### Records
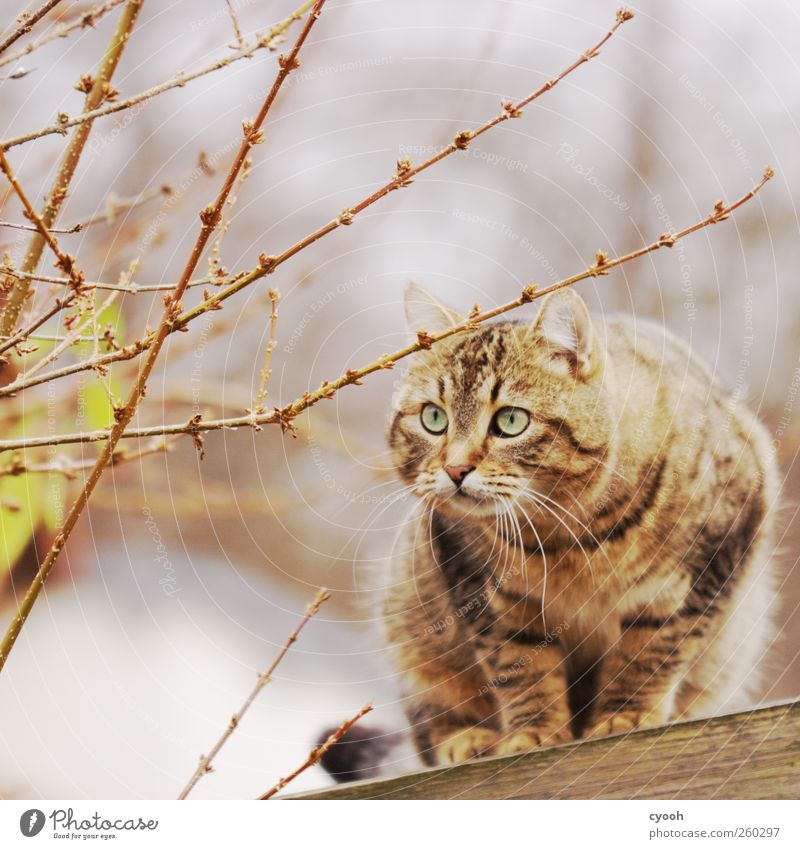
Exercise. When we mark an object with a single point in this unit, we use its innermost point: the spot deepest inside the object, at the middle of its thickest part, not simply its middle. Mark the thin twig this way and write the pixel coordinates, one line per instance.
(27, 23)
(99, 89)
(266, 370)
(209, 216)
(70, 467)
(328, 389)
(318, 752)
(204, 766)
(268, 263)
(32, 228)
(71, 337)
(131, 288)
(180, 80)
(83, 20)
(235, 23)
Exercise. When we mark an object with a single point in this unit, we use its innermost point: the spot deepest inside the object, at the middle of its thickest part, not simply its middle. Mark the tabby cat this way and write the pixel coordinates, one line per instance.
(591, 548)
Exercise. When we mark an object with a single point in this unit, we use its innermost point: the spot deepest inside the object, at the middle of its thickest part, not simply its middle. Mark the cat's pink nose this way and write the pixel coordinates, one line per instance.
(458, 473)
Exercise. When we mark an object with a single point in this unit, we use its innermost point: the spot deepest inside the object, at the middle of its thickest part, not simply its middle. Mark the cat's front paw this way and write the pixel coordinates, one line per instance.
(615, 723)
(464, 745)
(528, 739)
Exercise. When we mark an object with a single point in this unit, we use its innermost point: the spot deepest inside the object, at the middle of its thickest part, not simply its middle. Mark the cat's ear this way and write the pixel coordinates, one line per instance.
(565, 327)
(424, 312)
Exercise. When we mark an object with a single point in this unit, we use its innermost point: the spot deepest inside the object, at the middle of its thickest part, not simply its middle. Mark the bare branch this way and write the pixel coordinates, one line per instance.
(70, 468)
(83, 20)
(209, 217)
(97, 93)
(235, 23)
(28, 22)
(32, 228)
(266, 370)
(318, 752)
(204, 766)
(328, 389)
(405, 173)
(180, 80)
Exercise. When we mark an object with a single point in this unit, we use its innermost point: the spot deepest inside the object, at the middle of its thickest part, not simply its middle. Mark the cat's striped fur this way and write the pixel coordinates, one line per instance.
(606, 569)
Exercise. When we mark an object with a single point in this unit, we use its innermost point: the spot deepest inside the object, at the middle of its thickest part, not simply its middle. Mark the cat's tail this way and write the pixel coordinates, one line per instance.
(361, 753)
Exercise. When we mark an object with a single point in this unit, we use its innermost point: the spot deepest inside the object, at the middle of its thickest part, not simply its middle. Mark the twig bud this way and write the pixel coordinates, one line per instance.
(425, 339)
(462, 140)
(267, 262)
(85, 83)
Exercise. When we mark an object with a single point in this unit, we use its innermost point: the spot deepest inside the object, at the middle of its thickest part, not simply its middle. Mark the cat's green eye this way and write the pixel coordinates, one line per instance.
(433, 418)
(511, 421)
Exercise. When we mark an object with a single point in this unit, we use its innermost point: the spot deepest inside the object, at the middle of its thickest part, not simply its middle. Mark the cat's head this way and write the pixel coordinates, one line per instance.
(503, 411)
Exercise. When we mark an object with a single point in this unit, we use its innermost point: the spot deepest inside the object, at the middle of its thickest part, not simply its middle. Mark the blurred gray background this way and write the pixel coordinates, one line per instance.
(186, 576)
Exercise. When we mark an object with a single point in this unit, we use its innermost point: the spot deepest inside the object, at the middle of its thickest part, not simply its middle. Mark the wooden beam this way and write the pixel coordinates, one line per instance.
(750, 755)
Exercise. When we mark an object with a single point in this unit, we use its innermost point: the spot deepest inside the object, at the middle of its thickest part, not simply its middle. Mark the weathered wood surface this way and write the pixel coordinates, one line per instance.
(751, 755)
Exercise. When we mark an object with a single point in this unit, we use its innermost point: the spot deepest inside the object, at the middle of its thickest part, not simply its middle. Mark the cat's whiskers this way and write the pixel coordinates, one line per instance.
(566, 527)
(543, 553)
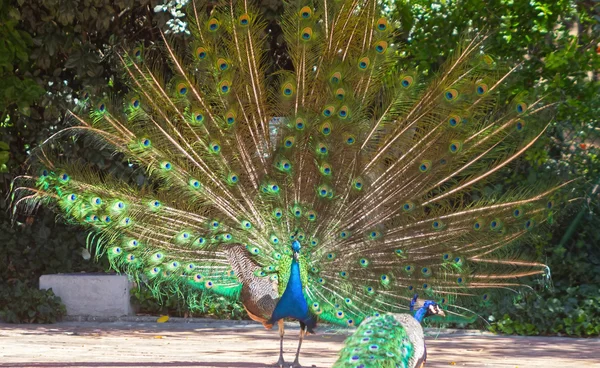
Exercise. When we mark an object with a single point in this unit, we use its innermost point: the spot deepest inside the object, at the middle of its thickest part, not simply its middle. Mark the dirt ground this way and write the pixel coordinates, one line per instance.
(231, 344)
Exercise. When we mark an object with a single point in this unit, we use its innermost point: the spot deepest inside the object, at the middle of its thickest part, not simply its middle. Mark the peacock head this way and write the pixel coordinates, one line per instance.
(296, 248)
(433, 309)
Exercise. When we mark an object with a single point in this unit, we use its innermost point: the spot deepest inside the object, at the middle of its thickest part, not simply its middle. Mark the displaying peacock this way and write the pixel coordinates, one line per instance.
(329, 192)
(389, 340)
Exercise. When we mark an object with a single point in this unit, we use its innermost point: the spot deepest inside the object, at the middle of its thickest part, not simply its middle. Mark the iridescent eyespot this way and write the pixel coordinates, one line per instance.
(453, 120)
(306, 34)
(201, 53)
(213, 24)
(382, 24)
(222, 64)
(380, 47)
(451, 94)
(224, 87)
(406, 81)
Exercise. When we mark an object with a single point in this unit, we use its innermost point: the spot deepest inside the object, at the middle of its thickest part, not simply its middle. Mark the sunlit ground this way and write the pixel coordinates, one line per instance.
(228, 344)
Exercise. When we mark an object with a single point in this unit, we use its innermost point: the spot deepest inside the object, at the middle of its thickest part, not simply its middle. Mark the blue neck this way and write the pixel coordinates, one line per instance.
(420, 314)
(292, 303)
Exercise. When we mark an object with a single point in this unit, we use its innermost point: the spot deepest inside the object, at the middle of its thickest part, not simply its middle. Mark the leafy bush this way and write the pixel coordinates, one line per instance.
(20, 303)
(190, 304)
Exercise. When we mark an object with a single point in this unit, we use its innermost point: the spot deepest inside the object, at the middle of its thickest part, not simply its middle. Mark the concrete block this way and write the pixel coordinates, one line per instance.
(83, 294)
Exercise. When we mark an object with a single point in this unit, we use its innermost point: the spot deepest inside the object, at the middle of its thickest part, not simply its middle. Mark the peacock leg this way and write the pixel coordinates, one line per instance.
(280, 362)
(303, 328)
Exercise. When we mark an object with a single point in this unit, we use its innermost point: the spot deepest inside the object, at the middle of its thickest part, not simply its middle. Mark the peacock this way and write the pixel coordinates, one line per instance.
(329, 191)
(389, 340)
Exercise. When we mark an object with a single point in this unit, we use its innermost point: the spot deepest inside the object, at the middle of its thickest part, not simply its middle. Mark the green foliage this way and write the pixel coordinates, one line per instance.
(188, 305)
(20, 303)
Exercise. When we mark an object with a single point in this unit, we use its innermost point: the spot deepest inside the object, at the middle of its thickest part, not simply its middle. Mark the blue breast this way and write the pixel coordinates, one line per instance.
(292, 303)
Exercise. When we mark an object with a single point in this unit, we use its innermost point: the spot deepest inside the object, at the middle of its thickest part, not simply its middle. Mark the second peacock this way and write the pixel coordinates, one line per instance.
(367, 189)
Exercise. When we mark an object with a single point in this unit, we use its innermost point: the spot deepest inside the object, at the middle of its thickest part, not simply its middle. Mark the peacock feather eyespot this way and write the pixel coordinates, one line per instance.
(306, 34)
(406, 81)
(343, 113)
(321, 149)
(224, 87)
(335, 78)
(451, 94)
(305, 12)
(213, 24)
(201, 53)
(382, 24)
(222, 64)
(328, 111)
(453, 120)
(194, 183)
(380, 47)
(425, 166)
(326, 128)
(277, 214)
(455, 146)
(244, 20)
(364, 63)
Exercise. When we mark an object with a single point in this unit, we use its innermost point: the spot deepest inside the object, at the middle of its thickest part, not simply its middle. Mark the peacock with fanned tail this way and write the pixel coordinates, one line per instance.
(329, 192)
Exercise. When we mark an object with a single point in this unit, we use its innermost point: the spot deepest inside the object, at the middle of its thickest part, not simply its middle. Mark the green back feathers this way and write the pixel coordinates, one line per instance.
(379, 342)
(380, 173)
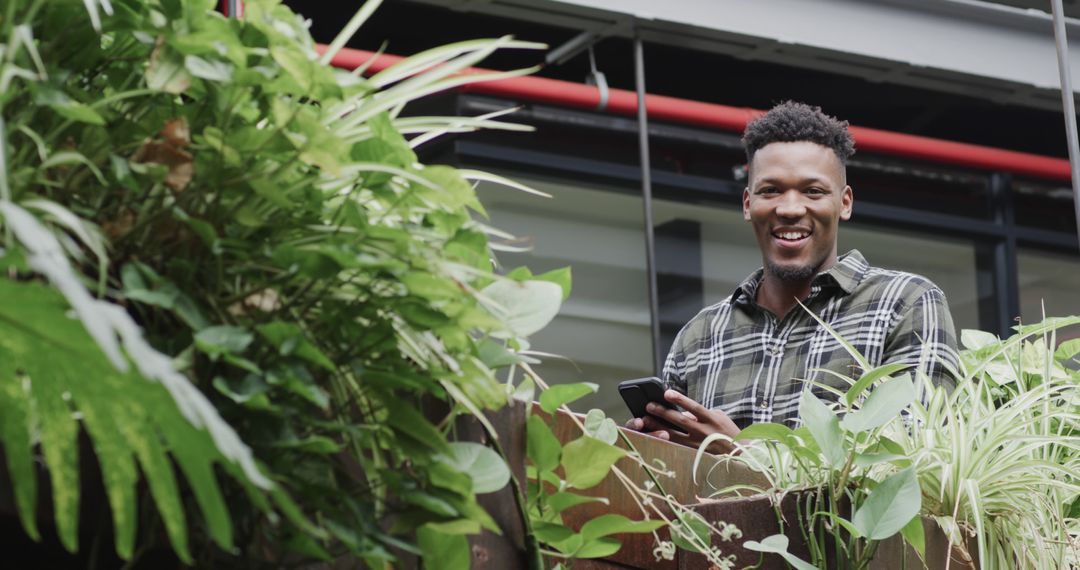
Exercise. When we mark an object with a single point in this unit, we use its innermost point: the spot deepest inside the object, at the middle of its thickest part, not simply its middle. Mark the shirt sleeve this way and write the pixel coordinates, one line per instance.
(926, 338)
(674, 376)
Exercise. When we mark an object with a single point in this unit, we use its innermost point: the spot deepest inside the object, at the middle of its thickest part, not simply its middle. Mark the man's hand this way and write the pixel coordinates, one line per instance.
(696, 423)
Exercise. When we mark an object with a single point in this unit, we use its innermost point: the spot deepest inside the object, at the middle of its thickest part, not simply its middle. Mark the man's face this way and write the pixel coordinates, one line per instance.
(796, 198)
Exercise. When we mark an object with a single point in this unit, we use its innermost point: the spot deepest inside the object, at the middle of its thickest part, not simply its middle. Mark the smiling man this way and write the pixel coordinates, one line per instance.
(748, 357)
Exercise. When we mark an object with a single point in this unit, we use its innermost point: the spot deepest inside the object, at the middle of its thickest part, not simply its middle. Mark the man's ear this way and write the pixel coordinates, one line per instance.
(847, 201)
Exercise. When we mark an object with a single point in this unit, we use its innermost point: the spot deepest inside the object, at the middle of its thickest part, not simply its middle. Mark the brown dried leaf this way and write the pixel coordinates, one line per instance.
(121, 226)
(169, 151)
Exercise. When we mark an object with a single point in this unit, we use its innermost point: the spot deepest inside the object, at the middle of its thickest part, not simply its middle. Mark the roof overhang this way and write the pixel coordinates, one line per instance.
(972, 48)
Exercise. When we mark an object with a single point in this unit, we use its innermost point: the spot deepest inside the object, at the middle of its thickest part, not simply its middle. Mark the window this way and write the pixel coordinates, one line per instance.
(1050, 279)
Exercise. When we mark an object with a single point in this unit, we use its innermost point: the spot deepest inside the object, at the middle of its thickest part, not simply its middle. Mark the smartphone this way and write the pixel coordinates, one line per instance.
(637, 393)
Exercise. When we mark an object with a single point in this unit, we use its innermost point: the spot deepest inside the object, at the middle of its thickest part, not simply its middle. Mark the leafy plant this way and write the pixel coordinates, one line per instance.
(226, 215)
(558, 473)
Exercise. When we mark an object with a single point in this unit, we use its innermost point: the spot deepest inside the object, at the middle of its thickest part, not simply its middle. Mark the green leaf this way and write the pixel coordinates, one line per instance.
(1067, 350)
(773, 432)
(890, 505)
(883, 404)
(558, 395)
(824, 426)
(486, 467)
(525, 308)
(597, 548)
(561, 501)
(588, 460)
(542, 447)
(525, 391)
(407, 420)
(78, 111)
(610, 524)
(313, 444)
(601, 426)
(551, 532)
(58, 445)
(778, 544)
(288, 339)
(208, 69)
(869, 378)
(915, 535)
(442, 550)
(559, 276)
(124, 415)
(15, 429)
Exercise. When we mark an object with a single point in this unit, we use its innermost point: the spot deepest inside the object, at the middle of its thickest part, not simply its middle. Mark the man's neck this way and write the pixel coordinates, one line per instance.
(780, 296)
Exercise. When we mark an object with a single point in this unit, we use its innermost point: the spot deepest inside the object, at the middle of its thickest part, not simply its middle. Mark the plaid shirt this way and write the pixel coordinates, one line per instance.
(736, 356)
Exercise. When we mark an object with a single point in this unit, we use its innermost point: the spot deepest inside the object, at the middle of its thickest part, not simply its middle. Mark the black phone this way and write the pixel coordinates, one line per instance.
(637, 393)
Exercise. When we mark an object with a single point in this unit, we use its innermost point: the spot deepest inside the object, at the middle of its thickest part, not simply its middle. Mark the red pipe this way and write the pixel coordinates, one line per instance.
(734, 119)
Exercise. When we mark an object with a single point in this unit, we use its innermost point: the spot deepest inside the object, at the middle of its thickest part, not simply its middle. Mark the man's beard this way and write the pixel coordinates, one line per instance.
(792, 273)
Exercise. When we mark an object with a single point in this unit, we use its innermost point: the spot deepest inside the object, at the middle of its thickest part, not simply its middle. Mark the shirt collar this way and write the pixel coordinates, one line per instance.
(847, 274)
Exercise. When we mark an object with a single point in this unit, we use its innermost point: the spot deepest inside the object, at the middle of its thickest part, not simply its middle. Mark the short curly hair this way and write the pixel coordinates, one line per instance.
(791, 122)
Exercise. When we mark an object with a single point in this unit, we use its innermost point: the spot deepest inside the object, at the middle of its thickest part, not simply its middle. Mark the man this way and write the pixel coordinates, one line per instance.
(748, 357)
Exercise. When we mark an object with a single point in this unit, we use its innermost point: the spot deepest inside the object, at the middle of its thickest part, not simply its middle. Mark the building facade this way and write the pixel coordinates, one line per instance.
(995, 230)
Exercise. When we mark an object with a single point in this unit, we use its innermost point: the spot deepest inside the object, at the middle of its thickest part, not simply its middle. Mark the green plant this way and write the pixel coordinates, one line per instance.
(557, 473)
(996, 459)
(227, 215)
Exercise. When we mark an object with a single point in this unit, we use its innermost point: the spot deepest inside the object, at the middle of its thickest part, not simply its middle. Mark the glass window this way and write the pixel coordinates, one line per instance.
(603, 329)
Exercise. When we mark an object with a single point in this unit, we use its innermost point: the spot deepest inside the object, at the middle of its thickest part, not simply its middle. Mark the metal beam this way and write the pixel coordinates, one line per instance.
(650, 245)
(974, 48)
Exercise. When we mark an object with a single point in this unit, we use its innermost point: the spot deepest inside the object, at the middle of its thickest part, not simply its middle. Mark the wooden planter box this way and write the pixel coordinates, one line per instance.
(756, 515)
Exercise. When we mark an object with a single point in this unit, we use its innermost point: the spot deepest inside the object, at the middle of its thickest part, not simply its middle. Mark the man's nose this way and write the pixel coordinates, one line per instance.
(791, 205)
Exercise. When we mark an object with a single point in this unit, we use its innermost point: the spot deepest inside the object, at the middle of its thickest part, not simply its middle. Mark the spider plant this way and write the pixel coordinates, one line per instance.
(996, 460)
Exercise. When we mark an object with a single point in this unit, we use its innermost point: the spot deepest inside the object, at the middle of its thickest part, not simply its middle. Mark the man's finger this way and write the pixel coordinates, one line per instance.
(680, 399)
(676, 418)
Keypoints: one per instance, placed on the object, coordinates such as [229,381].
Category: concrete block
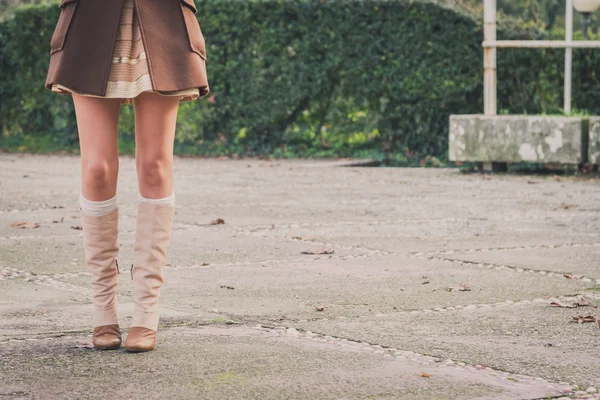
[594,144]
[516,138]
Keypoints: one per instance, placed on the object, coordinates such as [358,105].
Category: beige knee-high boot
[101,244]
[152,236]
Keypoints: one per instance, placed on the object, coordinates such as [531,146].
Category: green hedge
[309,77]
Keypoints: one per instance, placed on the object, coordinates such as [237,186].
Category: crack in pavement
[504,267]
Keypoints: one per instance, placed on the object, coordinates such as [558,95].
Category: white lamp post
[586,7]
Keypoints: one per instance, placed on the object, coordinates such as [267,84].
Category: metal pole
[568,57]
[543,44]
[489,57]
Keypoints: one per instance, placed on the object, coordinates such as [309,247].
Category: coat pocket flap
[189,3]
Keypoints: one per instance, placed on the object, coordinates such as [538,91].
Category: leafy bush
[362,78]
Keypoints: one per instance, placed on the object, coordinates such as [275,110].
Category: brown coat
[82,44]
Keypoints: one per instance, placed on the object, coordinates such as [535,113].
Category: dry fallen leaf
[579,303]
[306,238]
[566,206]
[572,276]
[318,252]
[84,345]
[581,319]
[462,288]
[25,225]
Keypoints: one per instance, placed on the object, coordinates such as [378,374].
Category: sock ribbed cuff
[97,208]
[165,200]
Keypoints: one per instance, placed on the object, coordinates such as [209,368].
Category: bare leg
[97,123]
[155,121]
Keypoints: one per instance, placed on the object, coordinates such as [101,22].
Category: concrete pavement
[422,284]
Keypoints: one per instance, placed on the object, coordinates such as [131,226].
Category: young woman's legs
[97,121]
[155,121]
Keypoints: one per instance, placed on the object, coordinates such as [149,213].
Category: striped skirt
[129,73]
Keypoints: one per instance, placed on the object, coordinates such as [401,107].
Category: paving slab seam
[460,308]
[504,267]
[407,356]
[529,247]
[8,273]
[366,252]
[25,210]
[382,352]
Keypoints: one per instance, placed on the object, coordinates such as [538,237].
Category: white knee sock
[97,208]
[165,200]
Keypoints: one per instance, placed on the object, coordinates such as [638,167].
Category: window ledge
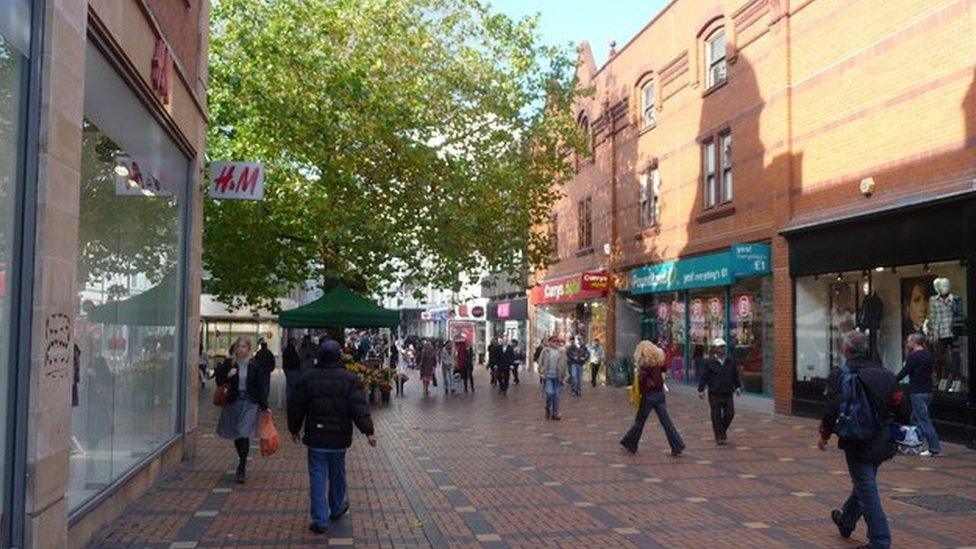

### Goal of the exercise
Write out again, exactly, each line from the one with "Category: white knee sock" to the end of the entries. No pictures go in.

### Completed task
Category: white knee sock
[97,208]
[165,200]
Keypoints: one per instance, placed on the object, coordinates such as [638,167].
Category: window ledge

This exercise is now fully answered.